### [Texto dado]
------------------------
Vista de la isla de Husøy, en el condado de Troms (Noruega).Paco Nadal

Ese gen viajero, esa necesidad del continuo movimiento, es lo que lo convierte en un manjar exquisito y caro. “El bacalao es un pez vago”, añade Stabell. “Solo se tumba, come y engorda sin más. Pero el skrei nada tantos miles de kilómetros que gana musculatura y cuando se cocina tiene unas lascas fáciles de separar y un sabor especial y jugoso diferente por completo al resto de sus congéneres”, afirma.

El Keipnes sigue su rumbo aguas adentro por el mar de Barents. No hace un día especialmente malo para lo que se estila en estas latitudes, pero se balancea cual bola en un bombo de lotería. Llevamos a la vista por ambas bordas otra docena de barcos y un millón de gaviotas que, como nosotros, se dirigen a un mismo objetivo. El que cargue primero y regrese antes a puerto, gana. No dinero, pues el precio del pescado es el mismo, no está sujeto a subasta. Gana horas de sueño porque lo descargarán antes… y mañana habrá que zarpar a la misma hora.

Mantener el equilibrio a bordo es tarea de titanes y tienes que ir agarrándote a cualquier cosa antes de romperte la crisma contra esa cosa. Los tres marineros-pescadores del Keipnes, dos jóvenes noruegos y otro ruso, se mueven como astronautas en ingravidez por el barco. Yo, en cambio… obviaré describir aquí mis primeras ocho horas a bordo, tirado literalmente en un pasillo en la segunda cubierta, arrastrándome a la borda cada poco tiempo para vomitar (yo, que me creía inmune al mareo porque había atravesado el paso de Drake a la Antártida, doblado el cabo de Hornos a vela y cruzado más de 700 millas náuticas del Pacífico en un 45 pies: nada de eso me sirvió). Esto es la Champions de la marinería.

De repente, el capitán cree haber localizado un banco. Los tres marineros se enfundan en monos impermeables, accionan unos grandes tornos y largan dos kilómetros de cuerda doble, al final de la cual va una red transversal de 200 metros. Con ella peinan a media agua el océano en busca de recompensa. Y hoy la ha habido: en la primera lanzada sacan 10 toneladas de pescado. Luego nos movemos y tras un par de intentos fallidos vuelven a calar la red y aparecen…. ¡15 toneladas más! El copo sale a reventar de un pescado valiosísimo que se paga entre seis y nueve euros el kilo en puerto. A Henrik y sus tres compañeros se les ve felices, hoy ha sido un buen día. Y eso que el trabajo es extenuante. Conforme va cayendo el pescado de la red a la bañera del barco tienen que coger uno a uno cada bacalao (y los hay que pesan 10 y 12 kilos), cortarle las agallas a mano con un cuchillo y empujarlos a la bodega. Y eso, repetido uno a uno con todos los individuos que caben en 25 toneladas, merecería ser incluido entre los 12 trabajos mitológicos de Hércules.
------------------------
### [Ejercicio breve 1]
Reproduce el fragmento del texto sobre la pesca del bacalao que va de "El Keipnes sigue" a "la misma hora.", ambos incluidos.
El texto y los registros proceden de fuentes distintas.

Elementos de datos
------------------------
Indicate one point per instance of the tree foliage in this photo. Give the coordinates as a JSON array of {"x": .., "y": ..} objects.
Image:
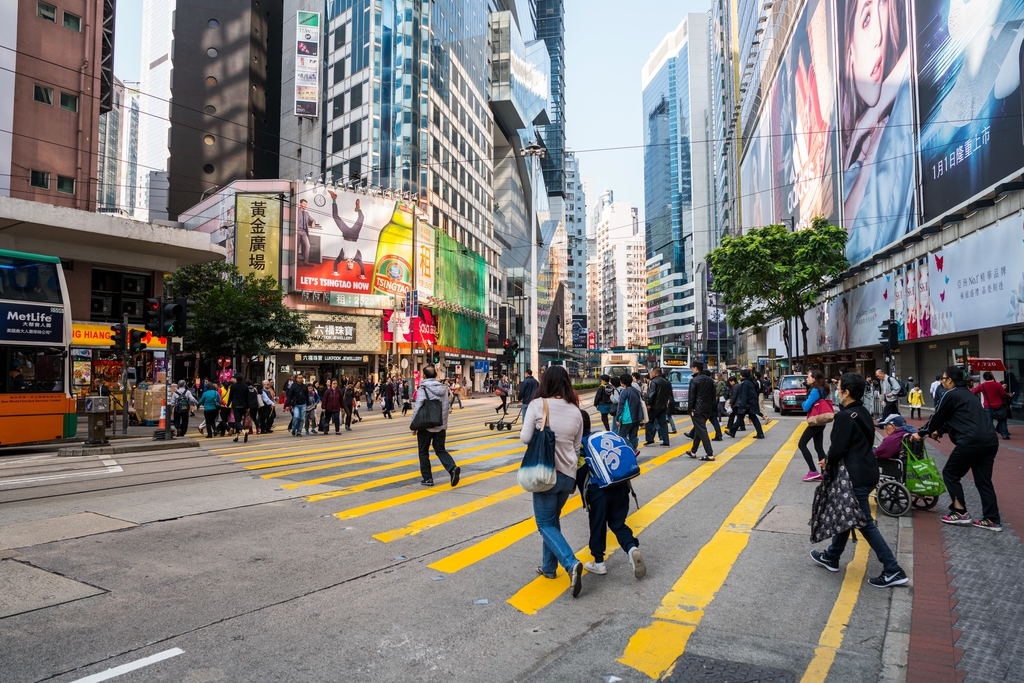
[
  {"x": 770, "y": 272},
  {"x": 238, "y": 315}
]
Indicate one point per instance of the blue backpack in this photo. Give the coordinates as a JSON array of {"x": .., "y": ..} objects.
[{"x": 610, "y": 458}]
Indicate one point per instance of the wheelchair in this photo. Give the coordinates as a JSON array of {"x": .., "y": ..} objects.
[{"x": 892, "y": 494}]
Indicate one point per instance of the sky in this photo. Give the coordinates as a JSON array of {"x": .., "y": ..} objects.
[
  {"x": 606, "y": 46},
  {"x": 607, "y": 43}
]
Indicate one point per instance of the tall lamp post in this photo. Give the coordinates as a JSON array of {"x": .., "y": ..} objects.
[{"x": 535, "y": 153}]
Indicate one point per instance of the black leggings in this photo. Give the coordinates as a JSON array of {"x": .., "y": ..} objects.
[{"x": 818, "y": 434}]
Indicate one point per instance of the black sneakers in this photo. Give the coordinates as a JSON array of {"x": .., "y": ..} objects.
[
  {"x": 886, "y": 580},
  {"x": 832, "y": 565}
]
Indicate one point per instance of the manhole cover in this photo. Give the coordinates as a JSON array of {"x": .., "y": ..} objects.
[{"x": 689, "y": 668}]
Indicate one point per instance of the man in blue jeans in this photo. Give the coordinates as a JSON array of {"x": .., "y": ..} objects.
[{"x": 852, "y": 437}]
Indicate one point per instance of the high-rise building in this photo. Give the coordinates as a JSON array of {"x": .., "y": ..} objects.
[
  {"x": 225, "y": 104},
  {"x": 622, "y": 314},
  {"x": 55, "y": 84},
  {"x": 155, "y": 98},
  {"x": 679, "y": 226}
]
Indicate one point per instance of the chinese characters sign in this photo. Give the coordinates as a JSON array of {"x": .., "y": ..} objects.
[
  {"x": 257, "y": 243},
  {"x": 307, "y": 65}
]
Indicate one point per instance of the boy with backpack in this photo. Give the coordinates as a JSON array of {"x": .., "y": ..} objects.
[{"x": 607, "y": 506}]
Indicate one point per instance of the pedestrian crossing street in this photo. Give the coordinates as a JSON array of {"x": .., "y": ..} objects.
[{"x": 377, "y": 463}]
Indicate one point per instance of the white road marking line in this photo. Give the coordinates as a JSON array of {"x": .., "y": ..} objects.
[{"x": 132, "y": 666}]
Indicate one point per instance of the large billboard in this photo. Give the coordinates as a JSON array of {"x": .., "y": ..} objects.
[
  {"x": 755, "y": 178},
  {"x": 351, "y": 243},
  {"x": 258, "y": 233},
  {"x": 307, "y": 63},
  {"x": 803, "y": 122},
  {"x": 876, "y": 120},
  {"x": 969, "y": 66}
]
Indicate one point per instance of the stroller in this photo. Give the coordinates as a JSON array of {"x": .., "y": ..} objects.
[{"x": 909, "y": 481}]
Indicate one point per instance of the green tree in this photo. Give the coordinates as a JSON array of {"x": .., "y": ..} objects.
[
  {"x": 238, "y": 315},
  {"x": 770, "y": 272}
]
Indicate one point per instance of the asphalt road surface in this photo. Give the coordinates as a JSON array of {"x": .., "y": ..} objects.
[{"x": 322, "y": 558}]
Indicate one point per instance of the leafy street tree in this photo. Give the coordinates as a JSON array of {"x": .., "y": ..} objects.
[
  {"x": 770, "y": 272},
  {"x": 238, "y": 315}
]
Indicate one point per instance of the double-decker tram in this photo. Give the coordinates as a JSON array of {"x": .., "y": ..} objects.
[{"x": 36, "y": 403}]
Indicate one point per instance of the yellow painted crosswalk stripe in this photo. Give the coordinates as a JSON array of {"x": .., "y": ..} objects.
[
  {"x": 542, "y": 591},
  {"x": 832, "y": 636},
  {"x": 386, "y": 480},
  {"x": 508, "y": 537},
  {"x": 420, "y": 495},
  {"x": 652, "y": 649}
]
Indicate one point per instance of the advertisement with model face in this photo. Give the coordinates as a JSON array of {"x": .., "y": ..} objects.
[
  {"x": 876, "y": 116},
  {"x": 351, "y": 243},
  {"x": 755, "y": 177},
  {"x": 969, "y": 73},
  {"x": 803, "y": 122}
]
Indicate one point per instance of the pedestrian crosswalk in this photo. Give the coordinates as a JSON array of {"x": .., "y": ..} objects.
[{"x": 381, "y": 472}]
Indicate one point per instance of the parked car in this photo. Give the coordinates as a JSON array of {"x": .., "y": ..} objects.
[
  {"x": 790, "y": 393},
  {"x": 681, "y": 389}
]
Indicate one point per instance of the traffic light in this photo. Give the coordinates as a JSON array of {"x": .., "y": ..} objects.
[
  {"x": 135, "y": 344},
  {"x": 154, "y": 324},
  {"x": 889, "y": 336},
  {"x": 118, "y": 337},
  {"x": 184, "y": 314}
]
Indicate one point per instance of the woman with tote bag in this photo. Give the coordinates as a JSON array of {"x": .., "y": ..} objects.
[{"x": 558, "y": 411}]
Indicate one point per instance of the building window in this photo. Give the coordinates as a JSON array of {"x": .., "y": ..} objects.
[
  {"x": 43, "y": 94},
  {"x": 46, "y": 11},
  {"x": 40, "y": 179},
  {"x": 69, "y": 102},
  {"x": 73, "y": 22}
]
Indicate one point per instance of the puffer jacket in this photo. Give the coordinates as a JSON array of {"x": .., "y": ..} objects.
[
  {"x": 432, "y": 389},
  {"x": 701, "y": 396}
]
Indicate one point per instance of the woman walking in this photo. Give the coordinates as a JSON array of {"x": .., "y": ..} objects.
[
  {"x": 817, "y": 389},
  {"x": 565, "y": 421}
]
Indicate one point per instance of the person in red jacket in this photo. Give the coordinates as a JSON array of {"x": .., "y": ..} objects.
[{"x": 996, "y": 402}]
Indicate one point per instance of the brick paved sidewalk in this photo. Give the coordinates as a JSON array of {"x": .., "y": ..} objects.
[{"x": 968, "y": 620}]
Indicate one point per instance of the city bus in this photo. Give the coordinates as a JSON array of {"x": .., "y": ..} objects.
[
  {"x": 36, "y": 403},
  {"x": 675, "y": 356}
]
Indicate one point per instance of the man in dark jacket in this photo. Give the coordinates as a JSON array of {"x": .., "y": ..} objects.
[
  {"x": 747, "y": 404},
  {"x": 702, "y": 403},
  {"x": 658, "y": 398},
  {"x": 296, "y": 399},
  {"x": 961, "y": 414},
  {"x": 852, "y": 437}
]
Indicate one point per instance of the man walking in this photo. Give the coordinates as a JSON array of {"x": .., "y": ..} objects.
[
  {"x": 975, "y": 443},
  {"x": 890, "y": 390},
  {"x": 431, "y": 389},
  {"x": 749, "y": 404},
  {"x": 658, "y": 398},
  {"x": 702, "y": 402}
]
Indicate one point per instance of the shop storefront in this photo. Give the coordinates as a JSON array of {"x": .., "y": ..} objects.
[{"x": 343, "y": 346}]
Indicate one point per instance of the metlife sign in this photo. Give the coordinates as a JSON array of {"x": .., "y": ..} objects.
[{"x": 28, "y": 323}]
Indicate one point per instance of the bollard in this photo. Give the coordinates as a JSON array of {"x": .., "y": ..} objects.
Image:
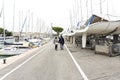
[{"x": 4, "y": 61}]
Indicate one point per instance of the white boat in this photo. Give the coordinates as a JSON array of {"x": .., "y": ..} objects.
[{"x": 97, "y": 25}]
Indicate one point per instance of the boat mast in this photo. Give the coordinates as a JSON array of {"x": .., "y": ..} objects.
[
  {"x": 13, "y": 14},
  {"x": 3, "y": 21},
  {"x": 100, "y": 6}
]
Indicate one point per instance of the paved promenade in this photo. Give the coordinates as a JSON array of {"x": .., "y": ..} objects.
[
  {"x": 45, "y": 63},
  {"x": 96, "y": 66}
]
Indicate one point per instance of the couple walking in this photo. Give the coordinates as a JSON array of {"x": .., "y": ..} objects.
[{"x": 59, "y": 41}]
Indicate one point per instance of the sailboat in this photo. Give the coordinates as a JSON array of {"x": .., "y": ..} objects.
[{"x": 9, "y": 49}]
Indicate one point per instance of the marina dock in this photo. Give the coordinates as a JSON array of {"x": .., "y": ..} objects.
[{"x": 44, "y": 63}]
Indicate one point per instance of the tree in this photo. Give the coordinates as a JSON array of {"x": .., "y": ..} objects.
[{"x": 57, "y": 30}]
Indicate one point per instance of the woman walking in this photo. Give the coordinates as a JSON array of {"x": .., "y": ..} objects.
[
  {"x": 56, "y": 43},
  {"x": 61, "y": 41}
]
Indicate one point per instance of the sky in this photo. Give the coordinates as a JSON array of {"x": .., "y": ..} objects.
[{"x": 41, "y": 14}]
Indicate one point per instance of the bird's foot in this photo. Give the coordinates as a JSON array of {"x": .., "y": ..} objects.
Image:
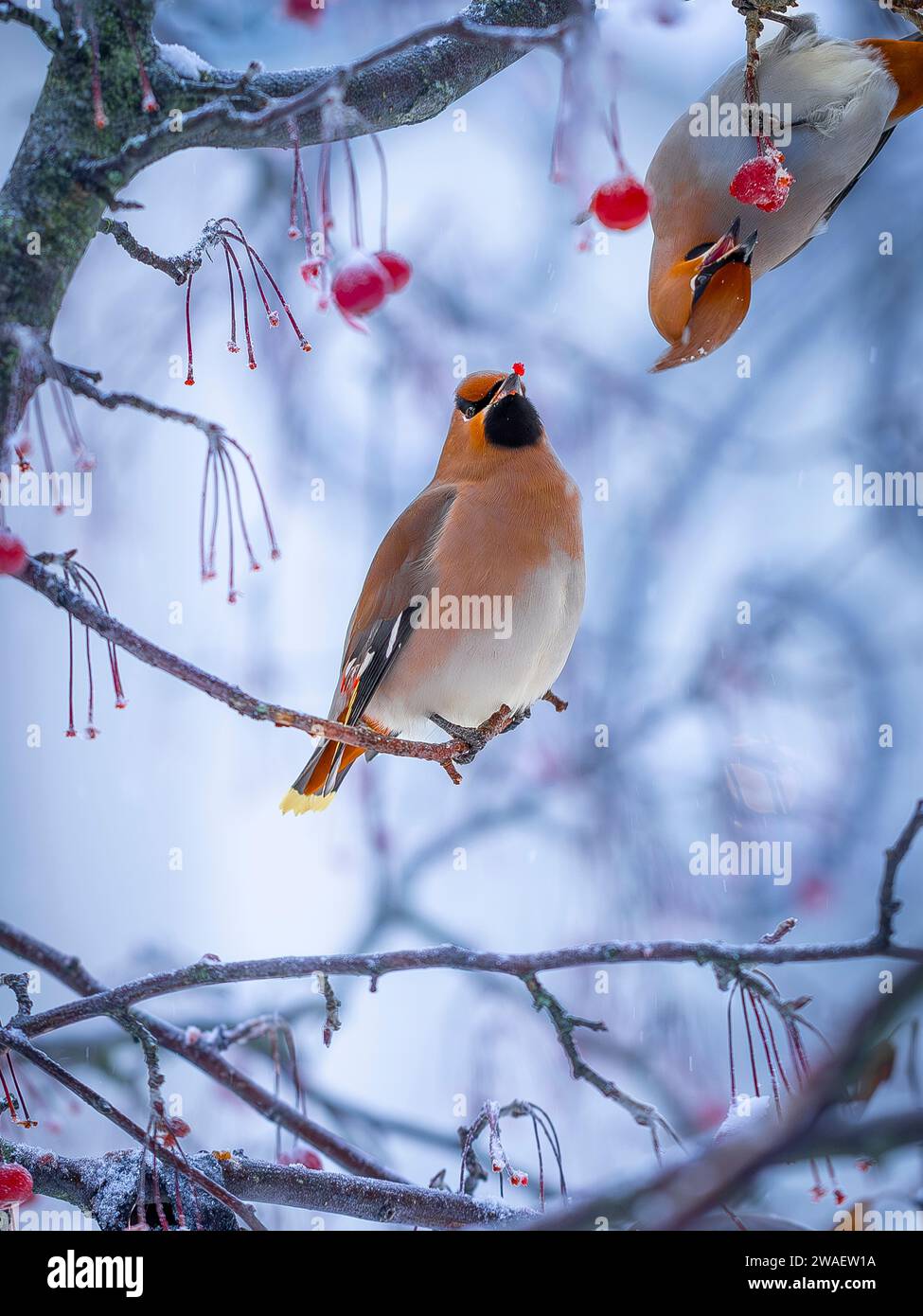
[
  {"x": 473, "y": 738},
  {"x": 559, "y": 704},
  {"x": 516, "y": 720}
]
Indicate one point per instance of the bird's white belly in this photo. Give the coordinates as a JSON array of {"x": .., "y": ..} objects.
[
  {"x": 838, "y": 91},
  {"x": 465, "y": 675}
]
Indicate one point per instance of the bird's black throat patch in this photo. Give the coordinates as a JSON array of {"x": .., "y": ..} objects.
[{"x": 512, "y": 422}]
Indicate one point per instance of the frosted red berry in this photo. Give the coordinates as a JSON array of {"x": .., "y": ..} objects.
[
  {"x": 14, "y": 1184},
  {"x": 360, "y": 284},
  {"x": 398, "y": 267},
  {"x": 622, "y": 205},
  {"x": 763, "y": 182},
  {"x": 12, "y": 554}
]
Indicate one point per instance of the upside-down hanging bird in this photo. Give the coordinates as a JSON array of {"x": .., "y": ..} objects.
[
  {"x": 844, "y": 98},
  {"x": 473, "y": 599}
]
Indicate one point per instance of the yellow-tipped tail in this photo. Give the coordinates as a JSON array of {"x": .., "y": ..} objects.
[{"x": 296, "y": 803}]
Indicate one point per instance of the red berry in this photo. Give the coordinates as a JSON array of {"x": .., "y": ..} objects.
[
  {"x": 763, "y": 182},
  {"x": 12, "y": 554},
  {"x": 14, "y": 1184},
  {"x": 622, "y": 205},
  {"x": 360, "y": 284},
  {"x": 398, "y": 267}
]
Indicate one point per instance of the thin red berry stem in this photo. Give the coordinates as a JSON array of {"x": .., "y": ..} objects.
[
  {"x": 232, "y": 340},
  {"x": 768, "y": 1055},
  {"x": 189, "y": 377},
  {"x": 270, "y": 530},
  {"x": 383, "y": 171},
  {"x": 229, "y": 252},
  {"x": 71, "y": 728},
  {"x": 270, "y": 314},
  {"x": 232, "y": 593},
  {"x": 354, "y": 202},
  {"x": 750, "y": 1042}
]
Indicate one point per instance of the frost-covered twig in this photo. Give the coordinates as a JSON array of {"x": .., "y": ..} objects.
[
  {"x": 192, "y": 1048},
  {"x": 51, "y": 587},
  {"x": 178, "y": 267},
  {"x": 14, "y": 1040},
  {"x": 676, "y": 1197},
  {"x": 432, "y": 66},
  {"x": 382, "y": 1201}
]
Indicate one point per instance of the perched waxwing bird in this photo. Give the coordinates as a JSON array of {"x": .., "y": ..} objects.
[
  {"x": 474, "y": 596},
  {"x": 844, "y": 98}
]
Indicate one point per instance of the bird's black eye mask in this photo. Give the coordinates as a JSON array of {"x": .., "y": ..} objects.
[
  {"x": 512, "y": 422},
  {"x": 468, "y": 408}
]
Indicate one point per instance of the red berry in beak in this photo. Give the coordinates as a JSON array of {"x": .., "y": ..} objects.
[
  {"x": 14, "y": 1184},
  {"x": 398, "y": 267},
  {"x": 622, "y": 205},
  {"x": 12, "y": 554},
  {"x": 763, "y": 182}
]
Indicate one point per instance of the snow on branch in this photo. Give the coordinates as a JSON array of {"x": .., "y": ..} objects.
[{"x": 49, "y": 584}]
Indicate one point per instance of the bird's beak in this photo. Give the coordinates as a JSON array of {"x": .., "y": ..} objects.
[
  {"x": 724, "y": 252},
  {"x": 511, "y": 384}
]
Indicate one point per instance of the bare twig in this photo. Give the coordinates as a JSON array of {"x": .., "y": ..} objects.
[{"x": 179, "y": 267}]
------------------------
### [Ejercicio breve 2]
Identifica y copia cada línea de los registros que contenga la palabra "blue", distinguiendo entre mayúsculas y minúsculas.

### [Resultado completo 1]
El Keipnes sigue su rumbo aguas adentro por el mar de Barents. No hace un día especialmente malo para lo que se estila en estas latitudes, pero se balancea cual bola en un bombo de lotería. Llevamos a la vista por ambas bordas otra docena de barcos y un millón de gaviotas que, como nosotros, se dirigen a un mismo objetivo. El que cargue primero y regrese antes a puerto, gana. No dinero, pues el precio del pescado es el mismo, no está sujeto a subasta. Gana horas de sueño porque lo descargarán antes… y mañana habrá que zarpar a la misma hora.

### [Resultado completo 2]
Indicate one point per instance of the blue backpack in this photo. Give the coordinates as a JSON array of {"x": .., "y": ..} objects.
Indicate one point per instance of the man in blue jeans in this photo. Give the coordinates as a JSON array of {"x": .., "y": ..} objects.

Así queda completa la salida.